## INSTRUÇÃO DADA A
Segundo a entrevista, qual era a brincadeira preferida de Angeli Rose na infância?

## TEXTO FORNECIDO

######

ENTREVISTA
DE ANGELI ROSE NA REVISTA "DIVULGA ESCRITOR". "NO BRASIL A
PROFESSORA E PESQUISADORA, ANGELI ROSE, É DESTAQUE NA FORMAÇÃO DE LEITORES."
Escritora
Angeli Rose, é um prazer contarmos com a sua participação especial na revista
'Divulga Escritor'. Conte-nos, o que mais a encanta na área literária?
Angeli
Rose - A literatura sempre teve um espaço especial em minha vida. Recordo ainda
menina, de alguns momentos em que minha mãe contava histórias para mim e meu
irmão. Eram horas de alegria e imaginação solta. Depois das histórias, chegava
a hora das brincadeiras, com a dramatização das histórias ouvidas ou
imaginadas. Aliás, criar as próprias histórias e dar vida a personagens era a
minha brincadeira preferida.
Minha
infância foi muito simples e também comum como de muitas crianças: escola, panelinhas,
bonecas e quintal da casa da avó materna, mas a hora do teatrinho, ou da
fantasia, conversando com bonecas e bonecos do meu irmão, era a mais desejada.
Talvez por isso, um tempo depois, escrever tornou-se tão essencial para mim,
pois era como reviver aqueles tempos de infância, agora na infância da
linguagem. Escrever tem disso, revisitar a língua como sendo uma primeira vez,
sempre, redescobrindo as palavras em cada mundo que cada história inaugura a
cada vez, quer como leitora, quer como escritora ou crítica.
Quais
as principais atividades realizadas para formação de leitores?
Angeli
Rose - Parece óbvio, mas é ler, ou seja, toda iniciativa que leve a ler e a
pensar sobre o que leu e a compartilhar leituras, sejam elas em livro,
celulares ou quaisquer outros suportes ou espaços designados para alguns
momentos de leitura. Mas pensar que o aspecto lúdico deva estar presente é
também uma percepção interessante, porque pode levar o leitor a se sensibilizar
com o aspecto lúdico da própria linguagem artística. E tal percepção é
transformadora, ou, pelo menos cria mais condições para que um pensamento
crítico se forme. Nesse sentido, é possível pensar que a família, os amigos, os
educadores, os especialistas em Literatura, todos podem contribuir para que a
literatura esteja presente no cotidiano do cidadão.
Apresente-nos
os principais desafios para a formação de leitores:
Angeli
Rose - Novamente direi que é ler. Para a formação de leitores de literatura na
contemporaneidade, época em que esta linguagem deixou de ser o centro da
produção criativa, dividindo a cena cotidiana com inúmeras outras linguagens e
manifestações artísticas, incluindo a variação de suporte, talvez o maior
desafio seja dar condições para que o silêncio se faça antes e depois das
leituras. O silêncio durante a leitura, para que esta seja contemplativa e de
fato transformadora, ou no mínimo venha a gerar algum tipo de inquietação no
leitor, poderá acontecer a partir do momento em que o leitor aceitar o jogo da
suspensão da realidade para entrar na realidade do texto. Portanto, somos
bastante criativos até quanto a atividades motivadoras para a leitura; porém, é
preciso lembrar e persistir na ideia de que ler literatura, poesia ou prosa
deve ser o foco de toda inovação ou tecnologia.

######

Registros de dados
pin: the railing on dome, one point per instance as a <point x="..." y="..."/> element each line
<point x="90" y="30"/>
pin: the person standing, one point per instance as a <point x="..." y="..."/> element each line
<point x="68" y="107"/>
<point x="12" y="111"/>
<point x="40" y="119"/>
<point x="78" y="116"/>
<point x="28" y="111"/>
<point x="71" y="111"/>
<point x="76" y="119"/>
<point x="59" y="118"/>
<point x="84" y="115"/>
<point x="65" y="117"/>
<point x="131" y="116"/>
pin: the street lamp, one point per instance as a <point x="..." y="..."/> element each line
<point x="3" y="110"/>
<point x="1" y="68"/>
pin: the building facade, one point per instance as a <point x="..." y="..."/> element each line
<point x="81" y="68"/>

######

## INSTRUÇÃO DADA B
Informe cada linha da listagem em que aparece a palavra "lamp".

## SOLUÇÃO COMPLETA A
Criar as próprias histórias e dar vida a personagens.

## SOLUÇÃO COMPLETA B
pin: the street lamp, one point per instance as a <point x="..." y="..."/> element each line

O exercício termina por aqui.